Assignment: Write what comes next in the homily on Common Law and Roman Law, picking up after its final sentence.

Official Website of the
Catholic Diocese of Little Rock
Published: June 25, 2025
Bishop Anthony B. Taylor preached the following homily at St. John Center in Little Rock June 25, 2025.
There is a big difference between the English Common Law system on which our American legal system is based and the Roman Law system on which Church law and the modern Italian legal system is based.
Our law states the minimum, below which you are in violation of the law. Our system does not recognize a higher law. Roman law describes the way things ought to be, below which you are in non-compliance with the law.
Even the words, violation and non-compliance reflect different legal cultures and the practical consequences are enormous. For instance, in America running a red light is a punishable traffic violation, even in rural areas where there are no cars around, we wait until the light turns green. Italians think that is crazy. In rural areas they stop, look to see if any other cars are coming, and then if not, they proceed through the intersection even while the light is still red. In Italy, at least in theory, all you have to do is show that you didn’t violate the law’s purpose (preventing accidents) when you failed to comply with its provisions.

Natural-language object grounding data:
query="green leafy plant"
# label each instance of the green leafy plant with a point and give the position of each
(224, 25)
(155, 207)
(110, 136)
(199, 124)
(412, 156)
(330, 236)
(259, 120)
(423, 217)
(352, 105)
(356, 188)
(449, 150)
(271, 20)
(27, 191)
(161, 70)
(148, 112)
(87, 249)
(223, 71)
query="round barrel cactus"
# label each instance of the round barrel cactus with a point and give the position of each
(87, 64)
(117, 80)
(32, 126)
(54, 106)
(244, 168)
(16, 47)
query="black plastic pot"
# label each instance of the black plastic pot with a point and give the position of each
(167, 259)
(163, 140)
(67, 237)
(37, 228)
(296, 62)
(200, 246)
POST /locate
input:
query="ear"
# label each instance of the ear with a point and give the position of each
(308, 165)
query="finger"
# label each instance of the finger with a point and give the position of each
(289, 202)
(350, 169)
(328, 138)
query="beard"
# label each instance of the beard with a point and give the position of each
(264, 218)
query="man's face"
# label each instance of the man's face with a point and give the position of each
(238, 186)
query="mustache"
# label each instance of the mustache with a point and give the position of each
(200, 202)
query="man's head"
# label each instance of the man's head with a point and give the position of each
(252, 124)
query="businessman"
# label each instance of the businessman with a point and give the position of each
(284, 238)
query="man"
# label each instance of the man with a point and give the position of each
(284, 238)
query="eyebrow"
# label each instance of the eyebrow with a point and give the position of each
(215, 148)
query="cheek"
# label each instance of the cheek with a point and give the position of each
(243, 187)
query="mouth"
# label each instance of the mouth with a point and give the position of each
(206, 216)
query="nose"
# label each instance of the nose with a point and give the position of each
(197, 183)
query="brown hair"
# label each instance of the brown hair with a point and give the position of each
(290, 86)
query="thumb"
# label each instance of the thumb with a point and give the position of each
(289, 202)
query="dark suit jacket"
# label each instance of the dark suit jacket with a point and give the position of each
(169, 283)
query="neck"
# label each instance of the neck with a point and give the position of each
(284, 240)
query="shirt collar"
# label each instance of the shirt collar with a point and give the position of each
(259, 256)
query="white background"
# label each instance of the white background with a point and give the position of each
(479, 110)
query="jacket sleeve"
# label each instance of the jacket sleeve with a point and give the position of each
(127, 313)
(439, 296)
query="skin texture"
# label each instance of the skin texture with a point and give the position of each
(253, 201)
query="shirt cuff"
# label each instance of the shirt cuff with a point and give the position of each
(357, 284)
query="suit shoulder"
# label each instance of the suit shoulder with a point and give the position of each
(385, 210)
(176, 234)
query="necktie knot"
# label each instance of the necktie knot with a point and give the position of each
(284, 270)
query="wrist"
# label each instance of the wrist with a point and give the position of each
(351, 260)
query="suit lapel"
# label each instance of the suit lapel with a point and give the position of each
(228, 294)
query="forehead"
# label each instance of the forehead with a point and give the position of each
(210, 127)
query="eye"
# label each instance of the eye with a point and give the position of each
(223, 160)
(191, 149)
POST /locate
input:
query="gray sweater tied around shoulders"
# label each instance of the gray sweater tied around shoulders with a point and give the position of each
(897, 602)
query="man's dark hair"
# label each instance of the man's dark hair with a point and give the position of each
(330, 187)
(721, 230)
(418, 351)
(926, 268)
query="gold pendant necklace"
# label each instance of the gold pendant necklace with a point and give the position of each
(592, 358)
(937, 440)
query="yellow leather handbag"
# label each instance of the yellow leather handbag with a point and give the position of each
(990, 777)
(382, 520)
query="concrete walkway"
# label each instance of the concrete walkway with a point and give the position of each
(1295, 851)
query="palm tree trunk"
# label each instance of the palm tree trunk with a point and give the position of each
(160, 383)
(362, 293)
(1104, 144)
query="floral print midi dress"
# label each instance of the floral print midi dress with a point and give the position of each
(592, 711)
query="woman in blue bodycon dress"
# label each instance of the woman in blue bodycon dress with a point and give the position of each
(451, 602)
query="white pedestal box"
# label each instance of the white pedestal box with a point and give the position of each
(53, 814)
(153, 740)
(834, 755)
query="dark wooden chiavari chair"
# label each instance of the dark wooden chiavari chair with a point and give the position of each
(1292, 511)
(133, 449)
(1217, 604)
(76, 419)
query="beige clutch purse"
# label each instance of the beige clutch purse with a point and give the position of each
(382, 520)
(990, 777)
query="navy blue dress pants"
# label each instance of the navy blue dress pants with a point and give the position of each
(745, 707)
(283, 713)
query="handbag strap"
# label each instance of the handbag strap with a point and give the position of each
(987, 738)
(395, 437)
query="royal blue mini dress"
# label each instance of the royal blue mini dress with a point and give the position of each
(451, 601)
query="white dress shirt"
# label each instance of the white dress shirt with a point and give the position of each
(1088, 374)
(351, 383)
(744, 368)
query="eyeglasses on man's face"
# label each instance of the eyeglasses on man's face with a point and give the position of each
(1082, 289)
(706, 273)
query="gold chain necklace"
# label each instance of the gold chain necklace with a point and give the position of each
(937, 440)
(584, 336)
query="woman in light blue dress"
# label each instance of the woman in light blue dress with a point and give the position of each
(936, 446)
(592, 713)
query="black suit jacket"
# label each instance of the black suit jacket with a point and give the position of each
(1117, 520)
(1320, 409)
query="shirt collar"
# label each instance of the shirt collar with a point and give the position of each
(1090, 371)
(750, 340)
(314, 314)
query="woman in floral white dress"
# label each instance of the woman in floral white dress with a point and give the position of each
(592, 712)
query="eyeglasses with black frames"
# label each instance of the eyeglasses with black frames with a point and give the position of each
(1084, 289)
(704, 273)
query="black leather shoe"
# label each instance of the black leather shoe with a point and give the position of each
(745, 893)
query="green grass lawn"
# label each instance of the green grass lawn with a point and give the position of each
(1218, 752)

Answer space:
We have a similar clash between two legal cultures in today’s Gospel. The Pharisees are like us Americans: they understood the law to state the minimum, below which you are in violation of the law. So, when they see Jesus’ disciples picking heads of grain to eat, they accuse them of violating the law forbidding work on the Sabbath.
By contrast, Jesus insists that achieving the law’s purpose is more important than the letter of the law. The purpose of the Sabbath was to prevent exploitation of workers and self-imposed workaholism by making everyone take a day off and to remind us that we belong to God (who deserves our worship) and not to our boss (who does not deserve our worship). So when Jesus says that the Sabbath was made for man, not man for the Sabbath, what he means is that in this case, his disciples did not violate the purpose of the Sabbath even when doing something that was technically forbidden on the Sabbath.
These disciples were in no danger of becoming workaholics (they were unemployed) nor of forgetting that they were God’s servants — after all, they were following Jesus. Jesus describes his approach elsewhere as obeying the spirit of the law — the purpose of the law — rather than the letter of the law. In other words, there is a higher law before which human laws ultimately lose their binding force and Roman law takes this into account. In the case of rushing a bleeding child to the hospital, even we Americans know to obey a higher law — saving lives — and if no other cars are coming, we go through the red light to get the kid to the hospital in violation of a merely man-made traffic regulation.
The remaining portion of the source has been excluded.